Work required: Transcribe every line of the listing below without any deviation.

----------------------------------------

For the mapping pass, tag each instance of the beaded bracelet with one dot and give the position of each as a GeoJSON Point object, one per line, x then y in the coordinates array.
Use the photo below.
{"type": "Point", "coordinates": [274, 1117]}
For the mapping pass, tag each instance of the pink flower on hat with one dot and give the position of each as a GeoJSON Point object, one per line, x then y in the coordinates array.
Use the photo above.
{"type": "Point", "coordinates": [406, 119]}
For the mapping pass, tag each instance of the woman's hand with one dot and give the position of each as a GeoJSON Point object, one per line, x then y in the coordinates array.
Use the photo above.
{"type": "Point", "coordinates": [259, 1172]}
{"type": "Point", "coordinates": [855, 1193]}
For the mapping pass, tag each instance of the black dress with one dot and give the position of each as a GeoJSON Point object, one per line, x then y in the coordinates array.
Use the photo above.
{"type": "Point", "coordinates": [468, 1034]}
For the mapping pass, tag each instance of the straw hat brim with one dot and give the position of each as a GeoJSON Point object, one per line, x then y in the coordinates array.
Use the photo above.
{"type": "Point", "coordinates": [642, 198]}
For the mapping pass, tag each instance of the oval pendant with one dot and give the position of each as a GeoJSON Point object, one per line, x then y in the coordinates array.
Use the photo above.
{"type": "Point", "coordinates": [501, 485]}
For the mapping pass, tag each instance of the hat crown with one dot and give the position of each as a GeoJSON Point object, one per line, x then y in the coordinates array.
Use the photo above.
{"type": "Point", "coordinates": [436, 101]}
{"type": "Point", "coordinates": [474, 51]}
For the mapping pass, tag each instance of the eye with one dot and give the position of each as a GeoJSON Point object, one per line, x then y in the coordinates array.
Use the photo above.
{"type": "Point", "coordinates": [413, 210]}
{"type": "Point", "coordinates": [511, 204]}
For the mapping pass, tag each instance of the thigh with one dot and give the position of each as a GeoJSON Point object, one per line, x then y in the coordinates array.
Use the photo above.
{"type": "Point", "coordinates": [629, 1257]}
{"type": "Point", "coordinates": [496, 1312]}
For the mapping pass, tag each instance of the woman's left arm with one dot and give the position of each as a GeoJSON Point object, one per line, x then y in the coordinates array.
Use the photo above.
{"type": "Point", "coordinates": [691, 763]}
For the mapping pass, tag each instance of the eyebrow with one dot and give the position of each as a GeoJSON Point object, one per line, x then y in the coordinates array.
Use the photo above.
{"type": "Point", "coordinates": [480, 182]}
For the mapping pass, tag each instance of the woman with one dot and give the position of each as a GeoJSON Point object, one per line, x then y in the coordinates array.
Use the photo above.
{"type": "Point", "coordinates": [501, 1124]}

----------------------------------------

Final answer:
For the mapping pass, tag each instance of the beaded bracelet with one dot and give the position of each as a GeoJSON Point object, one per line, x then y in the coordinates array.
Use the photo below.
{"type": "Point", "coordinates": [274, 1117]}
For the mapping pass, tag each instance of the pink flower on hat with one dot and give the position of each as a GeoJSON Point object, one per line, x then y in the coordinates array.
Use the photo above.
{"type": "Point", "coordinates": [406, 119]}
For the mapping pass, tag each instance of the woman's hand with one dot and give the position of each as a GeoJSON Point object, one per line, x then y in the coordinates array.
Use the photo above.
{"type": "Point", "coordinates": [259, 1172]}
{"type": "Point", "coordinates": [855, 1193]}
For the mapping pass, tag each instance of the black dress with one dot and give the position of each as a GeoJSON Point object, one per line, x then y in the coordinates array.
Use the photo above.
{"type": "Point", "coordinates": [468, 1034]}
For the mapping pass, tag each instance of the straw hat brim with one dot and give the position of each as a GeoJSON Point object, one per line, x then y in the coordinates array.
Use the photo above.
{"type": "Point", "coordinates": [642, 198]}
For the mapping pass, tag each instance of the oval pendant with one dot and give the position of each as a GeoJSON Point object, one per line, x then y in the coordinates array.
Use the photo above.
{"type": "Point", "coordinates": [501, 485]}
For the mapping pass, tag each instance of the hat crown with one dot and give the position of each as a GeoJSON Point object, one per line, x then y in the coordinates array.
Use the photo above.
{"type": "Point", "coordinates": [436, 101]}
{"type": "Point", "coordinates": [474, 51]}
For the mapping pass, tag each instance of the eye with one dot and give the position of each as a GeoJSON Point object, one per line, x then y in the coordinates array.
Use the photo above.
{"type": "Point", "coordinates": [413, 210]}
{"type": "Point", "coordinates": [511, 204]}
For the mapping pass, tag each instance of the thigh with one dot and give the position of each as a GeoJSON Point object, one per line, x then y in the coordinates array.
Use the photo above.
{"type": "Point", "coordinates": [629, 1257]}
{"type": "Point", "coordinates": [496, 1312]}
For the mapping pass, tag each instance of the woman's left arm with one dot and give the position of each as a GeoJSON Point object, one per line, x then y in the coordinates array.
Use the photo above.
{"type": "Point", "coordinates": [691, 763]}
For the mapping pass, tag each instance of the eyebrow with one dot and give the position of each as a GeoJSON Point object, one per line, x then y in the coordinates array.
Use the photo above.
{"type": "Point", "coordinates": [480, 182]}
For the mapping pass, tag each instance of the woman with one dot and give the position of each as a GeoJSON Point object, one per line, x then y in the coordinates array.
Use the photo above.
{"type": "Point", "coordinates": [501, 1124]}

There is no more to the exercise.